● **Parts of the exercise**:
(1) In the forum post about Mimir rate queries, what range vector made rate() start working?
(2) Echo the part of the Mimir forum post starting with "Wrapping this in" and going on through "expect to happen?".
(3) Give what follows the last sentence of the Mimir forum post.

● **Extract provided**:
----------
Displaying Mimir metrics with $__rate_interval always shows "No data"

  • What Grafana version and what operating system are you using?

The standard images from docker.io:

Grafana 9.5.2
Grafana Loki 2.8.0
Grafana Mimir 2.8.0

Host is Fedora Server 38. The images are being run under podman.

Linux services02 6.2.15-300.fc38.x86_64 #1 SMP PREEMPT_DYNAMIC Thu May 11 17:37:39 UTC 2023 x86_64 GNU/Linux

  • What are you trying to achieve?

I’m trying to display the rate of various metrics. This works when the data source is Prometheus,
but does not work when the data source is Mimir.

  • How are you trying to achieve it?

Using the standard queries suggested by the Time Series panel. For example, here’s a simple
query picking a counter metric from Prometheus at random:

And here’s that same query wrapped in rate():

This is as expected.

Now, here’s a counter metric picked at random from a Mimir instance that’s exposing a Prometheus
API:

This already looks kind of weird to me, to be honest. The metric in question is of an HTTP server
under a mild load test, and therefore the number of total requests is increasing at a rate of
between 1 and 10 per second. That graph shows an odd shelf effect that I’m sure is not in the
actual data.

Wrapping this in a rate() fails completely:

It only really starts to work when I increase the range vector to 120s:

Going down to 110s displays odd gaps in the data. I would display an image but I’ve hit the limit for embedded media in posts.

  • What did you expect to happen?

I expect rate queries to work as well as they do with a real Prometheus instance.
----------
● **Excerpted records**:
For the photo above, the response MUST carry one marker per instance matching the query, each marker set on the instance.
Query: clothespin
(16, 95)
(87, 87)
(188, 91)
----------
● **Answers to the problems**:
(1) 120s.

(2)
Wrapping this in a rate() fails completely:

It only really starts to work when I increase the range vector to 120s:

Going down to 110s displays odd gaps in the data. I would display an image but I’ve hit the limit for embedded media in posts.

  • What did you expect to happen?

(3)
  • Can you copy/paste the configuration(s) that you are having problems with?

In this configuration, I’m using a Java application manually instrumented with
the OpenTelemetry Java SDK. I’m using the OpenTelemetry Collector to write metrics
to Mimir.

Otel collector:

#----------------------------------------------------------------------
# Receivers.

receivers:
  otlp:
    protocols:
      grpc:
        endpoint: 0.0.0.0:4317
      http:
        endpoint: 0.0.0.0:4318

#----------------------------------------------------------------------
# Processors.

processors:
  batch:
    send_batch_max_size: 10000
    timeout: 0s
  memory_limiter:
    check_interval: 1s
    limit_percentage: 80
    spike_limit_percentage: 10

#----------------------------------------------------------------------
# Exporters.

exporters:
  prometheusremotewrite:
    endpoint: http://mimir:9009/api/v1/push
  loki:
    endpoint: http://loki:3100/loki/api/v1/push
  logging:
    verbosity: basic

#----------------------------------------------------------------------
# The service pipelines connecting receivers -> processors -> exporters.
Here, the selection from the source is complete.